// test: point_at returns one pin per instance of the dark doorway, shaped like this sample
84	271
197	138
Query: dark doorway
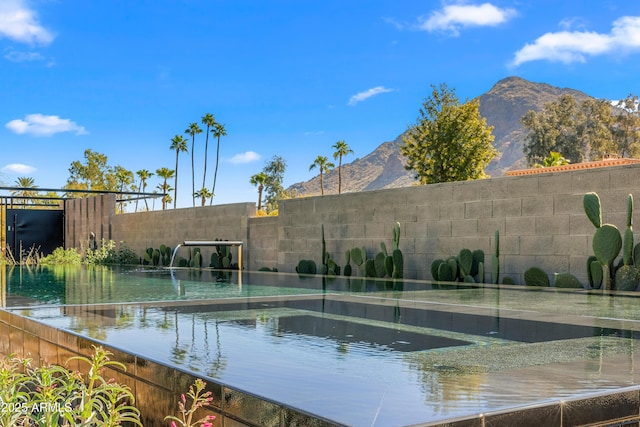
42	229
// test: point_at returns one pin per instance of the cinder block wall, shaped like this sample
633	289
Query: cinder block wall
540	220
88	215
173	226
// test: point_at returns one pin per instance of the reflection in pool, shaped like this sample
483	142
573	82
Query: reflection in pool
360	352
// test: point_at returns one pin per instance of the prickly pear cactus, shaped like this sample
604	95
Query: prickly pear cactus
607	243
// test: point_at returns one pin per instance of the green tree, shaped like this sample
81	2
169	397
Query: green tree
259	179
274	191
324	165
554	159
143	174
342	149
25	185
595	128
193	130
165	174
218	131
626	127
450	141
203	194
179	144
555	128
209	121
124	180
93	174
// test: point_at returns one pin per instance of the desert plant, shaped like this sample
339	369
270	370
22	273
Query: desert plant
607	241
61	256
199	399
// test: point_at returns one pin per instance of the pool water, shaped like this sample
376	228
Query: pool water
359	352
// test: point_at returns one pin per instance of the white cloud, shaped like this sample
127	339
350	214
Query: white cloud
20	23
359	97
575	46
41	125
19	169
15	56
247	157
450	18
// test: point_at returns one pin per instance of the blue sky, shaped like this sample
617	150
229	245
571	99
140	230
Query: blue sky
285	77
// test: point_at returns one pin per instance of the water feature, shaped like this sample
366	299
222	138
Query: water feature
357	352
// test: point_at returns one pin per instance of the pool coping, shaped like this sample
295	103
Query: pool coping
158	386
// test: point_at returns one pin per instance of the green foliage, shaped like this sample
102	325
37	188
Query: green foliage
94	174
450	141
199	399
274	191
105	254
567	280
324	165
571	128
536	276
61	256
54	395
554	159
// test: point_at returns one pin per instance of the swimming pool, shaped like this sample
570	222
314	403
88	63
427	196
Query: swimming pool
353	351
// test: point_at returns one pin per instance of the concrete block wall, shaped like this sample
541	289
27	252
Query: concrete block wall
540	220
173	226
87	215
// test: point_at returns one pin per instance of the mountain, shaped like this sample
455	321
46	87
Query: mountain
507	101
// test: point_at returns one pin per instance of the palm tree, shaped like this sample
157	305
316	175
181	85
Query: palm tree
324	165
209	121
165	174
259	179
218	131
192	130
25	183
143	174
124	178
179	144
204	194
342	149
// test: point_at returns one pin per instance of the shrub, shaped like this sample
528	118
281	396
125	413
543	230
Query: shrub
61	256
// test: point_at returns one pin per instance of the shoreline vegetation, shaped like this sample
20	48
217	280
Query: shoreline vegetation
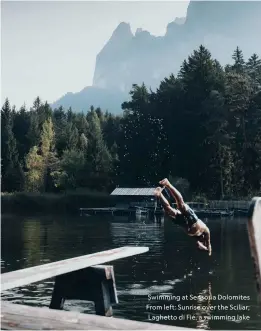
200	128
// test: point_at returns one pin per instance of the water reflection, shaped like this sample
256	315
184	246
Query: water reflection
172	266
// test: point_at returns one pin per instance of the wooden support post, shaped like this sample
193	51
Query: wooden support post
57	301
95	284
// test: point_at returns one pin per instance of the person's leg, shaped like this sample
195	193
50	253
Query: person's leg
168	209
174	192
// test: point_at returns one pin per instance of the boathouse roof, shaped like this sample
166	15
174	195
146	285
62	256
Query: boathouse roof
143	191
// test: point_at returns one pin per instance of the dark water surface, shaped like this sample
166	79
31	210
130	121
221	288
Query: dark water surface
172	266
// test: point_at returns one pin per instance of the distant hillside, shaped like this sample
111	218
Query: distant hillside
126	58
106	99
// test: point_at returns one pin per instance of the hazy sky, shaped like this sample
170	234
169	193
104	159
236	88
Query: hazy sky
49	48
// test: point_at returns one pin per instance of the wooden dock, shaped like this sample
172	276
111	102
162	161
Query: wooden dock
19	317
89	280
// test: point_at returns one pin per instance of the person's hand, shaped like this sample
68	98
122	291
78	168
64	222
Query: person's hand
164	182
157	191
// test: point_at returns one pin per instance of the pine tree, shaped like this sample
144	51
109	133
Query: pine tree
239	62
98	155
11	169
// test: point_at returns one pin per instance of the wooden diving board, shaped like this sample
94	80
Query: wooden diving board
254	232
35	274
20	317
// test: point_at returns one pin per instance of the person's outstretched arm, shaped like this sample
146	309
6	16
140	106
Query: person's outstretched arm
175	193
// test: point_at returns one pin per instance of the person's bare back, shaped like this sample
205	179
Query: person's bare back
192	224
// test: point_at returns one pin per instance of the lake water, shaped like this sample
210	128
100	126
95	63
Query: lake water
172	266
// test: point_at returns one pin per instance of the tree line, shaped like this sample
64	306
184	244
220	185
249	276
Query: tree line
201	128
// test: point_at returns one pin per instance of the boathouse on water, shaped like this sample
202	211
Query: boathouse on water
143	197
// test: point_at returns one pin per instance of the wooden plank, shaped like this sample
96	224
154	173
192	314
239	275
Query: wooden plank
254	232
34	274
19	317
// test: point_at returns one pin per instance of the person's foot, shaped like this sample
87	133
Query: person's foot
164	182
157	191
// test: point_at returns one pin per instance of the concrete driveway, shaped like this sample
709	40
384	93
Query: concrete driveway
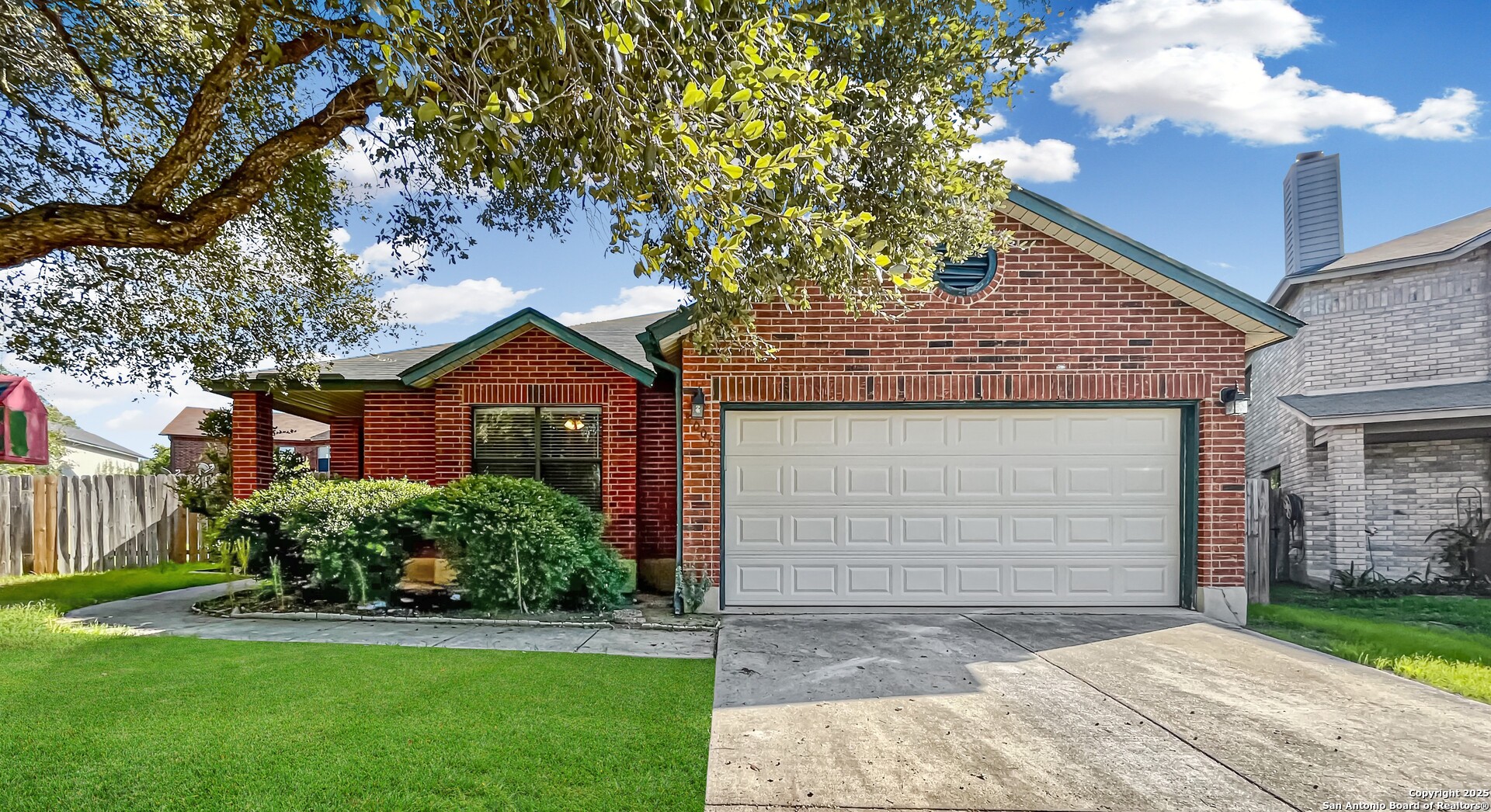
1157	711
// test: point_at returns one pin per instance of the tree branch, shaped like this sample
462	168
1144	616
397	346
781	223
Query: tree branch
202	121
40	230
82	64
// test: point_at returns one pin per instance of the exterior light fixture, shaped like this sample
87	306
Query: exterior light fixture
1233	400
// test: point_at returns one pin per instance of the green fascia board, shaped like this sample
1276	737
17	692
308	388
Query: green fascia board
671	324
1144	255
522	319
330	383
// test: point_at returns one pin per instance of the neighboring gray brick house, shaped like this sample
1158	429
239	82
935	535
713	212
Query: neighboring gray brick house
1381	407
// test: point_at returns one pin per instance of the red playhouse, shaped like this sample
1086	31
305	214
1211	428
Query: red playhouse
24	428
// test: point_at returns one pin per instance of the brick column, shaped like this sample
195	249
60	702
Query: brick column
346	447
252	442
1345	489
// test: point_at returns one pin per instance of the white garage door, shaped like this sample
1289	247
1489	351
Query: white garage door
1053	507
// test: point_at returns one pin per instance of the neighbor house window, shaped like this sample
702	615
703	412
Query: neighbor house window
558	446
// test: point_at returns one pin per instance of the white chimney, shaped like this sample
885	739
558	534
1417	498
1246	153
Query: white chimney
1312	228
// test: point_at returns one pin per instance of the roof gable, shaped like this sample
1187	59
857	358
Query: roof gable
427	371
1436	243
1260	322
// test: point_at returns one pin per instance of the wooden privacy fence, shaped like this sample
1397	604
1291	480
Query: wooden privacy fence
1259	565
94	523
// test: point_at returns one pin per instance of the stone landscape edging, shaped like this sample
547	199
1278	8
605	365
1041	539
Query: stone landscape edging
238	614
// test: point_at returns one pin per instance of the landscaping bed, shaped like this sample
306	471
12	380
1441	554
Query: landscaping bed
1444	641
646	611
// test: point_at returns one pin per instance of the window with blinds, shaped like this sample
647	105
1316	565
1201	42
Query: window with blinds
558	446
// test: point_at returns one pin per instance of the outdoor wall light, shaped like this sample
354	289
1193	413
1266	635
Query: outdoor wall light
1233	400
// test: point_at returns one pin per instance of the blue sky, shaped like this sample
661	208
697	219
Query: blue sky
1173	121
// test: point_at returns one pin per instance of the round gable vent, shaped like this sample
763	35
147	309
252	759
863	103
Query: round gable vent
969	276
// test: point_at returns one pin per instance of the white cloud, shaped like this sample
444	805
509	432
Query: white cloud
126	415
124	419
630	301
429	304
1044	161
1197	64
1436	120
382	258
995	124
360	163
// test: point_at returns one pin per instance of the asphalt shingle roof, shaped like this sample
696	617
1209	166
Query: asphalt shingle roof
84	437
615	334
1392	401
1426	243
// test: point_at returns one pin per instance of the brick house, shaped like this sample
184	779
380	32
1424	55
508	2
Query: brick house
1379	410
1043	429
308	439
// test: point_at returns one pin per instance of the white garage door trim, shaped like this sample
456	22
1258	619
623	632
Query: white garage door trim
954	507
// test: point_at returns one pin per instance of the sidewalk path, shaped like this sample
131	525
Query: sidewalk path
169	612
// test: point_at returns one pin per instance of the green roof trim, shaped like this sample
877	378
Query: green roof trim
1144	255
426	371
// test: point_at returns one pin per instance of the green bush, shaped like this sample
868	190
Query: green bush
343	534
259	520
520	544
351	534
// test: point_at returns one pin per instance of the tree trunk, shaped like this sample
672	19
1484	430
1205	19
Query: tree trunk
35	233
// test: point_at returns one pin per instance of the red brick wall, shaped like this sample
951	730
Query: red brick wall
539	369
656	473
346	447
252	442
398	435
1056	325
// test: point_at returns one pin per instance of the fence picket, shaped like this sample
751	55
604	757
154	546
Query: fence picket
92	523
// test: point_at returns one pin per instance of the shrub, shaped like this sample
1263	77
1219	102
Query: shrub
351	534
259	520
520	544
342	533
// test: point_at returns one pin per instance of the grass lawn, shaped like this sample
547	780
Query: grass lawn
102	721
85	589
1441	641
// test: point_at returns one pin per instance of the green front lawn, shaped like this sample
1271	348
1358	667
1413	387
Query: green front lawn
96	720
1435	640
85	589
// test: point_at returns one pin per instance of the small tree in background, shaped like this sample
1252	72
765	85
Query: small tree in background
209	489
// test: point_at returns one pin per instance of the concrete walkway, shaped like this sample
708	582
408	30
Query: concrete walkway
169	612
1160	711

* * * * *

Aim of the exercise: Give back exactly the lines from the one containing "grass lawn, shaped like this sample" to the end of the material, both ends included.

The result:
// test: point_at returns one pin per instance of the grass lawn, shaped like this sample
547	780
Query: grass lawn
102	721
85	589
1441	641
// test: point_at returns one pin per instance of the green front lawn, shaped like this sample
1271	348
1358	667
1413	387
Query: green front lawn
96	720
1435	640
85	589
// test: point_at returns one pin per instance of the small tree in background, shaped like this sample
1252	72
765	85
Query: small tree in background
209	489
// test: point_at returns one pin per instance of the concrete walkway, shaped like this sample
708	582
408	30
Query: concrete walkway
169	612
1160	711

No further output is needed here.